WORK REQUEST
Return all of the material, keeping each line exactly as it is.
**** DATASET RECORDS
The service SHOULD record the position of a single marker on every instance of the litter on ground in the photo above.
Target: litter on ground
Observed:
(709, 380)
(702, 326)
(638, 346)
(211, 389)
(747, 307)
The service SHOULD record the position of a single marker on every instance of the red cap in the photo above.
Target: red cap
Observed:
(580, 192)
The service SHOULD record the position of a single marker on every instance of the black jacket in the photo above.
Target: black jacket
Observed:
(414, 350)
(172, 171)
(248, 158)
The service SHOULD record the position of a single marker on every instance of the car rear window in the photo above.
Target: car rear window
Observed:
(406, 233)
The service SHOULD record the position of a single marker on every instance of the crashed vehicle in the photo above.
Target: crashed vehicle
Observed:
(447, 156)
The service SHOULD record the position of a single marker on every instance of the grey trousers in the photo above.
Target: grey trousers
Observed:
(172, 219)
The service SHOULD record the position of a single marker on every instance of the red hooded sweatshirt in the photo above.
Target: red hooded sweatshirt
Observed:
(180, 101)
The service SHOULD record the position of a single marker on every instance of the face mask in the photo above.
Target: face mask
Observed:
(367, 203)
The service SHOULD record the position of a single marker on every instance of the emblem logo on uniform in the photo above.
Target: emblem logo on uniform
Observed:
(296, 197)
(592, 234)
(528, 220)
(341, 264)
********
RESULT OF THE EXERCISE
The service SHOULD record the position of a single marker on every instance of the litter on ground in the photo above.
Target: litter on ground
Observed:
(709, 380)
(702, 326)
(638, 346)
(211, 389)
(747, 307)
The service SHOULD record the position of a single marker on every instance of the red cap in the photo above.
Target: red cap
Observed:
(580, 192)
The service SHOULD record the position of a single marker on every instance of the black jacket in the photo above.
Target: black jacket
Observed:
(414, 350)
(172, 171)
(248, 158)
The service SHOULD record the position of a single marker on every instance of the car rear window in the photo above.
Target: car rear window
Observed:
(406, 233)
The service SHOULD record the position of a single marker on every instance of the crashed vehicle in the photo above.
Target: crashed vehicle
Observed:
(447, 156)
The service SHOULD record the position of a single marker on every instance of the grey trousers in the photo above.
Target: grey trousers
Observed:
(172, 219)
The service SHOULD record the position of a single marker on every instance of the red hooded sweatshirt in the photo above.
Target: red hooded sweatshirt
Observed:
(180, 101)
The service SHOULD record the position of a single marker on every instance of the face mask in the photo above.
Target: face mask
Observed:
(367, 203)
The service SHOULD record the position of a single marker on every instance of the emblem logo on uniform in the photo above.
Target: emblem logo on uniform
Observed:
(296, 197)
(592, 234)
(528, 220)
(341, 264)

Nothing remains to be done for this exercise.